▶ TEXTE FOURNI:

══════

Les « 10 glorieuses »

Si les années 60 sont les années de légende du sport moto, beaucoup appellent les années 70 l’âge d’or de la moto. Pour François Gomis, ces années 70 sont aussi les « 10 glorieuses », en référence aux « 30 glorieuses » de la société française - années 50/60/70 - synonymes pour beaucoup de développement et de liberté. Il souligne également que, par définition, on ne peut pas surfer tout le temps, et qu’il y a un moment où ça retombe ! Aussi, comme toute sa génération, il constate avec amusement et plaisir que ces années 70 sont devenues cultes, notamment pour les gens de marketing du début du XXIe siècle.

L’endurance, les premiers, et les autres.

En endurance, il y a les premiers et les autres. Terminant dixième, douzième et dans les vingtièmes de quelques Bol d’Or et 24 Heures du Mans entre 1977 et 1980 associé à son frère Laurent, François Gomis souligne que les pilotes de son niveau ont tous été dans leur pays les meilleurs pilotes nationaux avant de disputer les plus grandes courses d’endurance du monde. Et que, déjà à l’époque, les organisateurs de ces épreuves prestigieuses recevaient de nombreuses demandes d’engagement, sélectionnant les meilleurs pour participer aux essais qualificatifs.

══════

▶ DONNÉES FOURNIES:
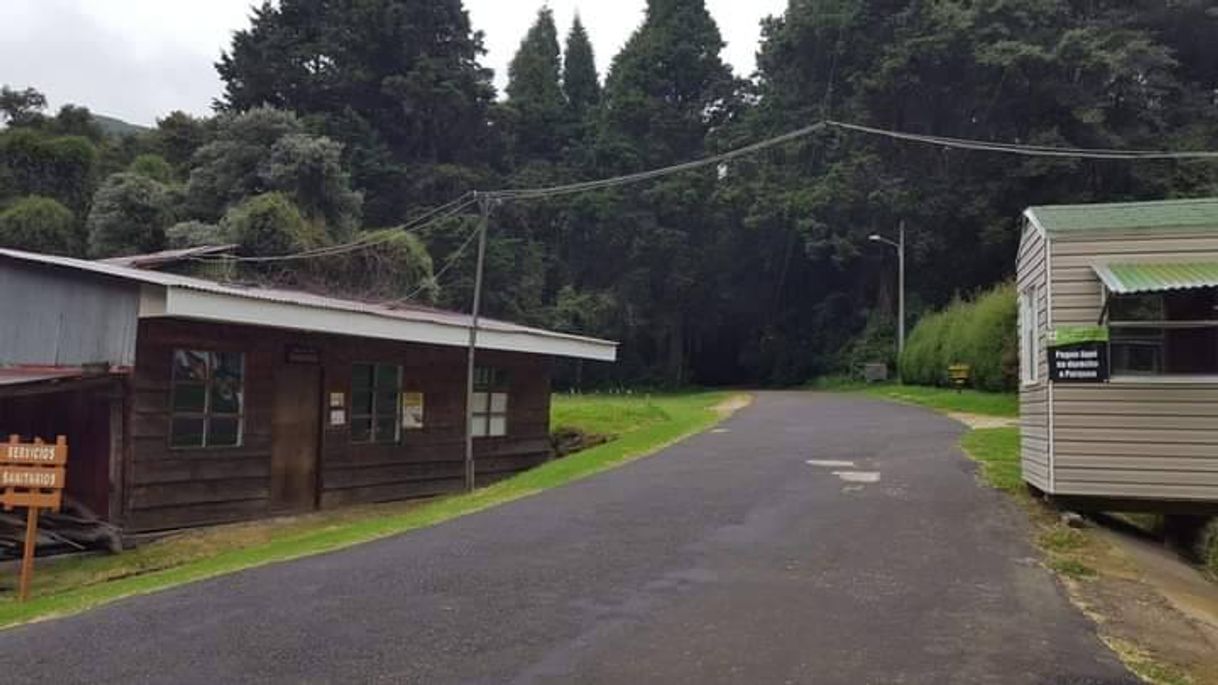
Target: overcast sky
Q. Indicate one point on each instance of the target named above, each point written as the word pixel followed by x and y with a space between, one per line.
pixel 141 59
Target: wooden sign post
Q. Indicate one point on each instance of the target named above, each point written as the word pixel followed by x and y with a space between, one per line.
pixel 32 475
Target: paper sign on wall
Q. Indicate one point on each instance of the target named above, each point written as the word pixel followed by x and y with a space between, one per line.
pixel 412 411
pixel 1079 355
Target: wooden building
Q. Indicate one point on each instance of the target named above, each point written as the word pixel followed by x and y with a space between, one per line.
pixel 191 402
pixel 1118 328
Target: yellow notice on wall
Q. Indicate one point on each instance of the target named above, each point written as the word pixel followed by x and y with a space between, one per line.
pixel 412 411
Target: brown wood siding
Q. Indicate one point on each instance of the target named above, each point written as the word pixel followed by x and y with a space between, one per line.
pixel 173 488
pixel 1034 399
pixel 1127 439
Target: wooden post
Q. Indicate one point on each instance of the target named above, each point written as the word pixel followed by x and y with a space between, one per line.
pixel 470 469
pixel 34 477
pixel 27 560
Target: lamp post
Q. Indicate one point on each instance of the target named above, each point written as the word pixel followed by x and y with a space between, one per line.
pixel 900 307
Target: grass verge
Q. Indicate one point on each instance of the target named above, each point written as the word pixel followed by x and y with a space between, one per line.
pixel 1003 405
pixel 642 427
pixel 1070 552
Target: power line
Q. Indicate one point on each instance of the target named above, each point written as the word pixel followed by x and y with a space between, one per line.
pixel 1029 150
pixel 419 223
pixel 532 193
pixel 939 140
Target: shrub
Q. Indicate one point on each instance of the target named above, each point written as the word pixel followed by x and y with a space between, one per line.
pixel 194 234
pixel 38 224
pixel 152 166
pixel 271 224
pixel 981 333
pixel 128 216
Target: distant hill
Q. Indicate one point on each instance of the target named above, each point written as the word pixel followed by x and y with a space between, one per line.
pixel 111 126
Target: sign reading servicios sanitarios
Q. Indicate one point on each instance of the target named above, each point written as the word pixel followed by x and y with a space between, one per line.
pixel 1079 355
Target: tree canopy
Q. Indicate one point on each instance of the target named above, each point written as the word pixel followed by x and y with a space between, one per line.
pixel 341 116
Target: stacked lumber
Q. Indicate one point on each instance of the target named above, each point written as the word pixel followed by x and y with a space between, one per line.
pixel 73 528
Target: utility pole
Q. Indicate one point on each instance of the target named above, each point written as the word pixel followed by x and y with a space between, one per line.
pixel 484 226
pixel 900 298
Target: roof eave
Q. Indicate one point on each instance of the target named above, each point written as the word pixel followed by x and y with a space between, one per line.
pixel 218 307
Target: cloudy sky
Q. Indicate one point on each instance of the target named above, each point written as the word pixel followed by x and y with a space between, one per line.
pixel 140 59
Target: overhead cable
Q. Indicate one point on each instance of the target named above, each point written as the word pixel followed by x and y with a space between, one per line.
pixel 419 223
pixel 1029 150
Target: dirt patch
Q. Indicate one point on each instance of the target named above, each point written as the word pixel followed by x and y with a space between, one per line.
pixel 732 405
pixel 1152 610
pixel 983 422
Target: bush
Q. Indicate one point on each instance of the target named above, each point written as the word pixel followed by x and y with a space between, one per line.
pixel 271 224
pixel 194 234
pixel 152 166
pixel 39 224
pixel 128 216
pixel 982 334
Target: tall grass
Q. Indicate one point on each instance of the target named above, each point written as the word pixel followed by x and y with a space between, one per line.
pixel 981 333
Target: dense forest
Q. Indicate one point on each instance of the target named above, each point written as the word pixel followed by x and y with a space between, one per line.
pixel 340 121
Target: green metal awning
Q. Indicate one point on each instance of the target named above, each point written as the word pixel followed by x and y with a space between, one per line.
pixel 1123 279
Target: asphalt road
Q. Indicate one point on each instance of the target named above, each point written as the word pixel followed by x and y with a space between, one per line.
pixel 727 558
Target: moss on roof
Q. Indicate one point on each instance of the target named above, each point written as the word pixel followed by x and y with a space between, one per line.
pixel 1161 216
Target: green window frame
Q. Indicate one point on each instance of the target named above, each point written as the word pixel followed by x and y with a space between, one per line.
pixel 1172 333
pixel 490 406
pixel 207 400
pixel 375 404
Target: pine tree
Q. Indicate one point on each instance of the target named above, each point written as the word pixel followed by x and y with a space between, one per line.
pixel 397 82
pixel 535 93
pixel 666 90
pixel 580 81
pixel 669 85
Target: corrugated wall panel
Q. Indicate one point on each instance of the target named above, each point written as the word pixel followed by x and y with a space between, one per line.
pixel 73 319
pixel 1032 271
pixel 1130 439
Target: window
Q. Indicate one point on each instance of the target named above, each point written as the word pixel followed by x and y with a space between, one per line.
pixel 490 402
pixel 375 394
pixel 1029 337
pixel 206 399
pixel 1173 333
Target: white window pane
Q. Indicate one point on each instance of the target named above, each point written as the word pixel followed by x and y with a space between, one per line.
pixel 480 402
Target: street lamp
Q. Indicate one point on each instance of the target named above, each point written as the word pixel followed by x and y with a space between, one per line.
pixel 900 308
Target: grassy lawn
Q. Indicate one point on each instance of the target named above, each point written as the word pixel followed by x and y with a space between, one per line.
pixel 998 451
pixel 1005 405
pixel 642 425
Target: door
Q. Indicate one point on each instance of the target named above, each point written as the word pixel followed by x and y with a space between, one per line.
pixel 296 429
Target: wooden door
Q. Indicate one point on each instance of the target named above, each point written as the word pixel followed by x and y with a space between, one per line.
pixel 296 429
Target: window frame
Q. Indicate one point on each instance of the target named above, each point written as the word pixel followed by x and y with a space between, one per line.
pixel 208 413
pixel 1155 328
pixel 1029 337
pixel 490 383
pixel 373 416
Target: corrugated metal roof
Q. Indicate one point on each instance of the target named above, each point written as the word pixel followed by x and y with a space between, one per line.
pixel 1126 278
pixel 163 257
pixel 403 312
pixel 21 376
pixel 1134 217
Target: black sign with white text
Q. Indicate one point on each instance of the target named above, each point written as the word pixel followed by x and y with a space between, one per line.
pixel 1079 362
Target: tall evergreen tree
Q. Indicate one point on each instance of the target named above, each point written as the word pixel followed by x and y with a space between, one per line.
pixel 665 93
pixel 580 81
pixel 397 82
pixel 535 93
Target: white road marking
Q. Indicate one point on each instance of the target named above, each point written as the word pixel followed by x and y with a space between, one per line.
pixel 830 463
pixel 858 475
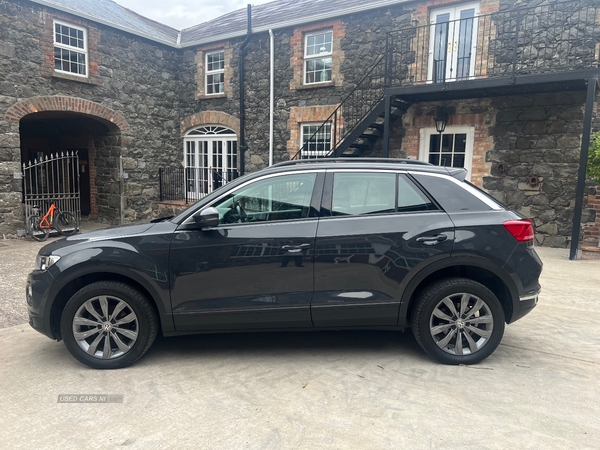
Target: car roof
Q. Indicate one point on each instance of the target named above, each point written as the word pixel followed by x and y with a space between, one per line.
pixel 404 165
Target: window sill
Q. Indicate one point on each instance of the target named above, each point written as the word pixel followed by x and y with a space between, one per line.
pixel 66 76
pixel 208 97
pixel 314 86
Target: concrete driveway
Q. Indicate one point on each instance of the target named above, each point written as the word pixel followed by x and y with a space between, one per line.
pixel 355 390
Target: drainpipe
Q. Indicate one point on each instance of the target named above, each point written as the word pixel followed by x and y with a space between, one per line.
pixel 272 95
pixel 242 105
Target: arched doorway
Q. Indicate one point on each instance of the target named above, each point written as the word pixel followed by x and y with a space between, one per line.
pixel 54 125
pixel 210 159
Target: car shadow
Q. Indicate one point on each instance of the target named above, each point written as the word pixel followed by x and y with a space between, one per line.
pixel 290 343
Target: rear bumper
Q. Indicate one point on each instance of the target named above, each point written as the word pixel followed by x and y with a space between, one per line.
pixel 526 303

══════

Recopiez à l'identique, s'il vous plaît, le passage du texte fourni qui commence aux mots « Si les années » et s'arrête après « premiers, et les autres. ».

Si les années 60 sont les années de légende du sport moto, beaucoup appellent les années 70 l’âge d’or de la moto. Pour François Gomis, ces années 70 sont aussi les « 10 glorieuses », en référence aux « 30 glorieuses » de la société française - années 50/60/70 - synonymes pour beaucoup de développement et de liberté. Il souligne également que, par définition, on ne peut pas surfer tout le temps, et qu’il y a un moment où ça retombe ! Aussi, comme toute sa génération, il constate avec amusement et plaisir que ces années 70 sont devenues cultes, notamment pour les gens de marketing du début du XXIe siècle.

L’endurance, les premiers, et les autres.